Directions for this task: Continue the passage on the history of Diego Garcia from the point where it stops.

Text to read:
◇ ◇ ◇ ◇ ◇ ◇ ◇
Portuguese explorers discovered Diego Garcia in the early sixteenth century. The island's name is believed to have come from either the ship's captain or the navigator on that early voyage of discovery.

The islands remained uninhabited until the 18th century when the French established copra plantations using slave labour. Diego Garcia became a possession of the United Kingdom after the Napoleonic wars, and from 1814 to 1965 it was a dependency of Mauritius.

In 1914, the island was visited by the German cruiser SMS Emden.

In 1965, the Chagos Islands, which include Diego Garcia, were detached from Mauritius to form part of the British Indian Ocean Territories (BIOT). In 1966 the crown bought the islands and plantations, which had been under private ownership and which had not been profitable with the introduction of new oils and lubricants. In 1971, the plantations were closed because of the agreement between the United Kingdom and the United States to make Diego Garcia available to the U.S. as a military base. No payment was made as part of this arrangement, although it has been claimed that the United Kingdom received a US$14 million discount on the acquisition of Polaris missiles from the United States.[3] The agreement forbids any other economic activity on the island.
◇ ◇ ◇ ◇ ◇ ◇ ◇
Data extract:
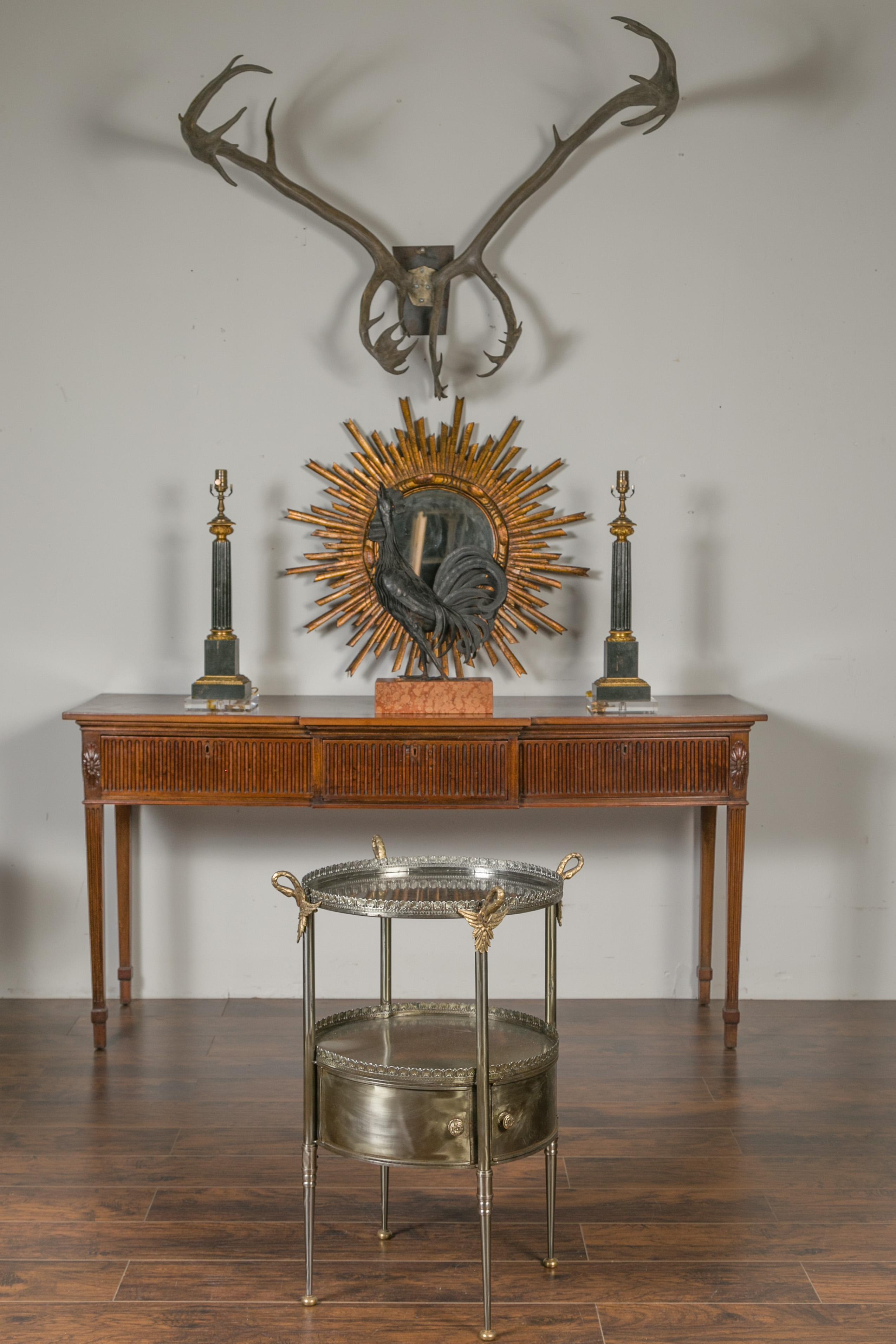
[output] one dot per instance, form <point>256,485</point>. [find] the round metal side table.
<point>402,1084</point>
◇ ◇ ◇ ◇ ◇ ◇ ◇
Result for this exercise:
Until 1971 Diego Garcia had a native population of 2,000 Chagossians or Ilois, descendants of Indian workers and African slaves who had been brought to the island in the eighteenth and nineteenth centuries to work on the coconut and copra plantations. They lived in three settlements: East Point, the main settlement on the eastern rim of the atoll; Minni Minni, 4.5 km (2.75 mi) north of East Point; and Pointe Marianne, on the western rim. The islanders were forcibly depopulated to the Seychelles and then to Mauritius using controversial techniques by the UK government[4]. Since their expulsion the Chagossians have continually asserted their right to return to Diego Garcia. In April 2006, 102 Chagossians were allowed to visit Diego Garcia for a week, to tend to graves and visit their birthplaces. For a good general history of the Islands and what happened to the Ilois, refer to The Minority Rights Group Report No 54 - 'Diego Garcia: a contrast to the Falklands.

SOURCE: Wikipedia Diego Garcia

Like many other places in the South pacific... what could be a Paradise is now so only for the handful of Military people that serve on the islands...

Paradise Lost...  to the Military Machine...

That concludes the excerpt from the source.